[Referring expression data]
════════════════

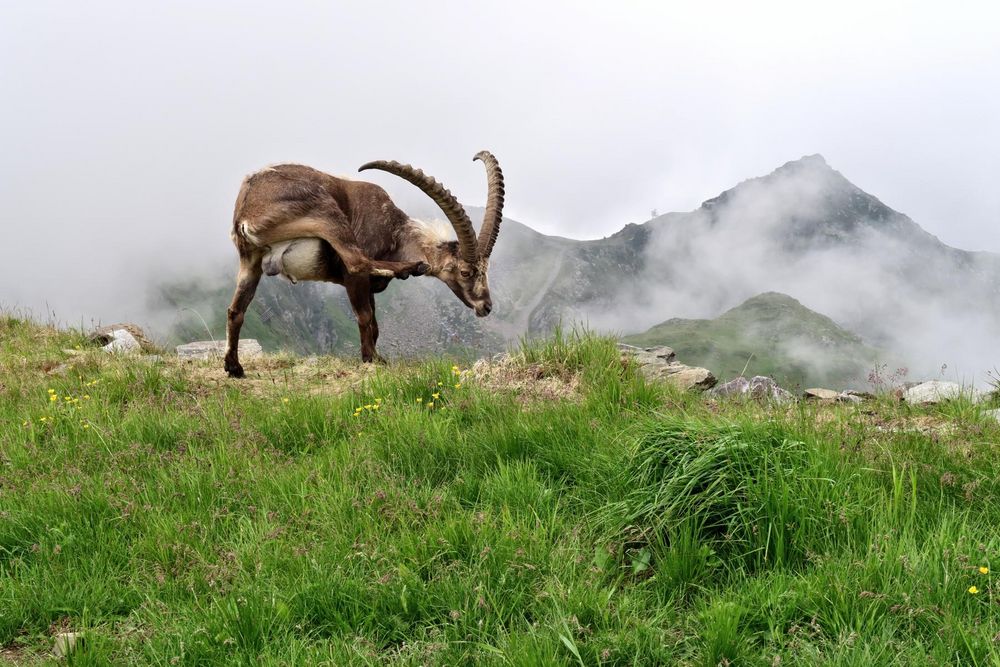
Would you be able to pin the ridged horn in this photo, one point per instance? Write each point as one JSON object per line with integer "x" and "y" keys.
{"x": 446, "y": 201}
{"x": 494, "y": 203}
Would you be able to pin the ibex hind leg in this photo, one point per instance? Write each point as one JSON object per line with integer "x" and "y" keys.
{"x": 246, "y": 286}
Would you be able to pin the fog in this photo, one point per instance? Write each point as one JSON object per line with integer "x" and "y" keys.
{"x": 808, "y": 232}
{"x": 127, "y": 127}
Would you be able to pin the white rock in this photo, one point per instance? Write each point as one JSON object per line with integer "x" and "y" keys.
{"x": 821, "y": 394}
{"x": 123, "y": 342}
{"x": 759, "y": 388}
{"x": 215, "y": 349}
{"x": 659, "y": 363}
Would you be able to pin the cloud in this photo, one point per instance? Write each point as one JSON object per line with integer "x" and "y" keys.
{"x": 807, "y": 232}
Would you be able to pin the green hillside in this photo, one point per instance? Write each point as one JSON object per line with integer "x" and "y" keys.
{"x": 769, "y": 334}
{"x": 551, "y": 509}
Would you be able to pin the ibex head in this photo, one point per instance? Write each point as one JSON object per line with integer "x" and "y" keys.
{"x": 464, "y": 263}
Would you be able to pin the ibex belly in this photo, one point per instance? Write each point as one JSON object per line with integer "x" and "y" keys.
{"x": 298, "y": 259}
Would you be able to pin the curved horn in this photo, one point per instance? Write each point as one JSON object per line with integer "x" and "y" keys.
{"x": 494, "y": 203}
{"x": 446, "y": 201}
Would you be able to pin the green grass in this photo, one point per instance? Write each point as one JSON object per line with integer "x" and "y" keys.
{"x": 176, "y": 517}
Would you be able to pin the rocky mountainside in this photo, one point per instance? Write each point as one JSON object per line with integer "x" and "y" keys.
{"x": 770, "y": 334}
{"x": 803, "y": 230}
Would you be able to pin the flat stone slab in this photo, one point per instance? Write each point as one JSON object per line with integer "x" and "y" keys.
{"x": 659, "y": 363}
{"x": 122, "y": 342}
{"x": 216, "y": 349}
{"x": 818, "y": 393}
{"x": 106, "y": 335}
{"x": 758, "y": 388}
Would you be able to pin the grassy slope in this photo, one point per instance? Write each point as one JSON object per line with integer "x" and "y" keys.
{"x": 180, "y": 518}
{"x": 770, "y": 334}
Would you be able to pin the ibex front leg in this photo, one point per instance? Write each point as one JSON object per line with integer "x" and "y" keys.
{"x": 360, "y": 294}
{"x": 332, "y": 227}
{"x": 246, "y": 287}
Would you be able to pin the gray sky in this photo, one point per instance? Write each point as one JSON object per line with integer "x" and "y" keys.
{"x": 126, "y": 127}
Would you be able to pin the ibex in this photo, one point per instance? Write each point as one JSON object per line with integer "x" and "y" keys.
{"x": 306, "y": 225}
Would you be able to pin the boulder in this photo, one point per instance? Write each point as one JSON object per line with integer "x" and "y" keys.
{"x": 659, "y": 363}
{"x": 758, "y": 388}
{"x": 937, "y": 391}
{"x": 820, "y": 394}
{"x": 215, "y": 349}
{"x": 136, "y": 337}
{"x": 832, "y": 396}
{"x": 123, "y": 342}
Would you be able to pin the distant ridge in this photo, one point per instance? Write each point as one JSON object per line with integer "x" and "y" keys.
{"x": 769, "y": 334}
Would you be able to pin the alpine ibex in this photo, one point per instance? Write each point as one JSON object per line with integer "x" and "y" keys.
{"x": 306, "y": 225}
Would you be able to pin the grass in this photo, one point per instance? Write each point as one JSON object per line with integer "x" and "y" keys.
{"x": 328, "y": 514}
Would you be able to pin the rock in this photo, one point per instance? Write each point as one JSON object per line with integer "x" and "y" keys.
{"x": 105, "y": 335}
{"x": 937, "y": 391}
{"x": 215, "y": 349}
{"x": 860, "y": 395}
{"x": 659, "y": 363}
{"x": 649, "y": 355}
{"x": 688, "y": 377}
{"x": 67, "y": 642}
{"x": 831, "y": 396}
{"x": 123, "y": 342}
{"x": 759, "y": 388}
{"x": 818, "y": 393}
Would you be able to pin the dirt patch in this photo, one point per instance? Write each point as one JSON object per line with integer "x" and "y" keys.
{"x": 267, "y": 374}
{"x": 529, "y": 382}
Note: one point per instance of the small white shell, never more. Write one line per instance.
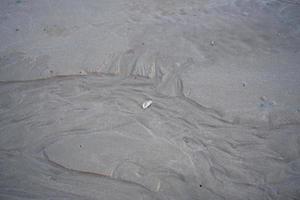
(147, 104)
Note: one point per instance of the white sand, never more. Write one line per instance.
(223, 76)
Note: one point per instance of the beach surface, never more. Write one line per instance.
(222, 83)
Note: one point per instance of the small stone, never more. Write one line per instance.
(147, 104)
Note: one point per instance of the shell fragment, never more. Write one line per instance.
(147, 104)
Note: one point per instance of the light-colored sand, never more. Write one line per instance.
(223, 77)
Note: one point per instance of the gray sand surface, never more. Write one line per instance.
(224, 78)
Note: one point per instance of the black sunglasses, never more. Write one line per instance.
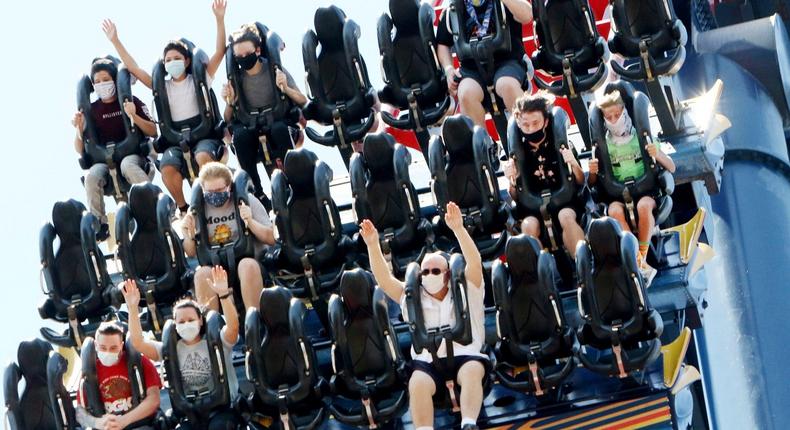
(434, 271)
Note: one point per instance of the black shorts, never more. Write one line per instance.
(459, 361)
(512, 68)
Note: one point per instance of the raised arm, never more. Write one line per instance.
(381, 271)
(112, 35)
(218, 7)
(131, 294)
(474, 263)
(521, 10)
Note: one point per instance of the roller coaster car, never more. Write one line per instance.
(536, 348)
(614, 304)
(462, 171)
(281, 363)
(311, 251)
(481, 51)
(186, 134)
(415, 81)
(73, 276)
(570, 48)
(383, 193)
(369, 384)
(151, 254)
(261, 120)
(339, 89)
(110, 153)
(33, 409)
(655, 182)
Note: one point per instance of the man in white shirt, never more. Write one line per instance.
(437, 304)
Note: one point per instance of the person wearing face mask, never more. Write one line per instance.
(115, 388)
(108, 122)
(224, 228)
(510, 71)
(437, 302)
(542, 167)
(193, 353)
(259, 91)
(182, 99)
(625, 157)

════════════════

> [BRIEF] Repeat each line of the records exactly. Do not include the pictures.

> [ANSWER FOR THIS EXERCISE]
Would you be able to pin the ridged horn in this photo, one point per instance? Write each point as one JSON object per line with integer "x" and "y" keys.
{"x": 446, "y": 201}
{"x": 494, "y": 203}
Would you be able to pin the ibex hind leg in this photo, one point per instance? Write each point as one JSON object per line with integer "x" and "y" keys.
{"x": 246, "y": 286}
Would you be able to pin the fog in this photo, one point per instance? Write each point as one JSON object per line with integer "x" and "y" keys.
{"x": 808, "y": 232}
{"x": 127, "y": 127}
Would you be able to pin the white rock in this photo, one point per instance? Write each point as one JSON object per line with integer "x" and "y" keys.
{"x": 821, "y": 394}
{"x": 123, "y": 342}
{"x": 759, "y": 388}
{"x": 215, "y": 349}
{"x": 659, "y": 363}
Would you be able to pin the cloud in this photo, one point per instance? Write each point as one JSON object per line with integer "x" and "y" keys.
{"x": 807, "y": 232}
Would you be able to pin the green hillside in this photo, one point per instance? Write each point as one JSON object per line with integer "x" and "y" keys.
{"x": 769, "y": 334}
{"x": 551, "y": 509}
Would you be able to pin the ibex head in this photo, one point per instance? Write each point as one JSON object per line with integer "x" and "y" keys.
{"x": 464, "y": 263}
Would you be able to pin the ibex belly in this photo, one point per instance? Write each point as one JSON object per line with integer "x" and "y" keys.
{"x": 298, "y": 259}
Would you be able to pin the curved horn in this photo, one point per instance? Write each point as one JSON object per line with integer "x" and "y" keys.
{"x": 494, "y": 203}
{"x": 446, "y": 201}
Would you be able to pin the green grass in this photo, one point per instance? Write each point as one JSON object per line with integer "x" and "y" keys.
{"x": 176, "y": 517}
Would you be able to pin the rocky mountainside in this photo, one point per instance? Write each point as one JSON object per line with integer "x" and "y" keys.
{"x": 770, "y": 334}
{"x": 803, "y": 230}
Would you be able to pin the flat stone slab in this photo, one point per instance? Write each point as one JSON object per line with integer "x" and "y" keys.
{"x": 659, "y": 363}
{"x": 122, "y": 342}
{"x": 216, "y": 349}
{"x": 818, "y": 393}
{"x": 106, "y": 335}
{"x": 758, "y": 388}
Would you be able to pin the grassy slope in this photo, one point per instance? Write each point as one JSON object per line with integer "x" and "y" keys.
{"x": 180, "y": 518}
{"x": 770, "y": 334}
Would you be able to pin the ibex front leg in this photo, one point per instance? Write each point as one JSON object per line with integer "x" and "y" keys.
{"x": 360, "y": 294}
{"x": 332, "y": 227}
{"x": 246, "y": 287}
Would you be able to pin the gray sky in this photo, one point per instance? Write each point as one JSON object per line with integer "x" and "y" keys.
{"x": 126, "y": 127}
Would you be able to pin the ibex in this photo, one point per instance? Write each point as one JSON object per line with integer "x" and "y" keys.
{"x": 306, "y": 225}
Would you be able to pin the boulder in this photo, one point per instance? Write each point as one JSON object per line with integer "x" and "y" keys.
{"x": 659, "y": 363}
{"x": 758, "y": 388}
{"x": 937, "y": 391}
{"x": 820, "y": 394}
{"x": 215, "y": 349}
{"x": 136, "y": 337}
{"x": 832, "y": 396}
{"x": 123, "y": 342}
Would you be able to pin the distant ridge in this photo, one point per instance? Write each point as one JSON object per line with integer "x" and "y" keys.
{"x": 769, "y": 334}
Would you be able to pin the alpine ibex in this photo, one point per instance? Write each point as one JSON object per line with integer "x" and "y" keys.
{"x": 306, "y": 225}
Would you be able to pin the grass in this photo, one point per instance? Write each point as one JSON object per line with integer "x" and "y" keys.
{"x": 328, "y": 514}
Would you be able to pin the rock in this photo, one point per instance? Write each point as one JSON object per line with integer "x" and "y" keys.
{"x": 105, "y": 335}
{"x": 937, "y": 391}
{"x": 215, "y": 349}
{"x": 860, "y": 395}
{"x": 659, "y": 363}
{"x": 649, "y": 355}
{"x": 688, "y": 377}
{"x": 67, "y": 642}
{"x": 831, "y": 396}
{"x": 123, "y": 342}
{"x": 759, "y": 388}
{"x": 818, "y": 393}
Would you be able to pin the dirt patch in this photo, one point per instance? Write each point as one JSON object per line with integer "x" and "y" keys.
{"x": 267, "y": 374}
{"x": 529, "y": 382}
Note: one point per instance of the small white shell, never more. Write one line per instance.
(147, 104)
Note: one point per instance of the white sand, never more. Write one line per instance.
(223, 76)
Note: one point per instance of the beach surface, never more. Write one line per instance.
(222, 83)
Note: one point per instance of the small stone, never more. Write one line per instance.
(147, 104)
Note: one point per instance of the shell fragment, never more. Write one line per instance.
(147, 104)
Note: one point per instance of the light-colored sand, never more. Write one line per instance.
(223, 77)
Note: one point per instance of the gray sand surface, never more. Write one line per instance.
(224, 78)
Note: one point per instance of the black sunglasses, never more. Write one line per instance.
(434, 271)
Note: one point per instance of the black shorts, never more. Write one line per instance.
(459, 361)
(512, 68)
Note: one point per instance of the raised arm, never more. Write one line per instance.
(381, 271)
(112, 35)
(218, 7)
(131, 294)
(474, 263)
(521, 10)
Note: one point per instance of the roller coaster car, never more. Write one line per instance.
(536, 348)
(614, 304)
(462, 171)
(281, 363)
(311, 251)
(481, 51)
(186, 134)
(415, 81)
(73, 276)
(570, 48)
(383, 193)
(369, 384)
(151, 254)
(261, 120)
(339, 89)
(110, 153)
(33, 409)
(655, 182)
Note: one point per instance of the man in white shirt, never more. Write one line per instance.
(437, 304)
Note: one point per instance of the person wearing face mask, never more. Write one line per instance.
(115, 388)
(108, 122)
(224, 228)
(510, 71)
(437, 302)
(542, 167)
(193, 353)
(259, 91)
(182, 99)
(625, 157)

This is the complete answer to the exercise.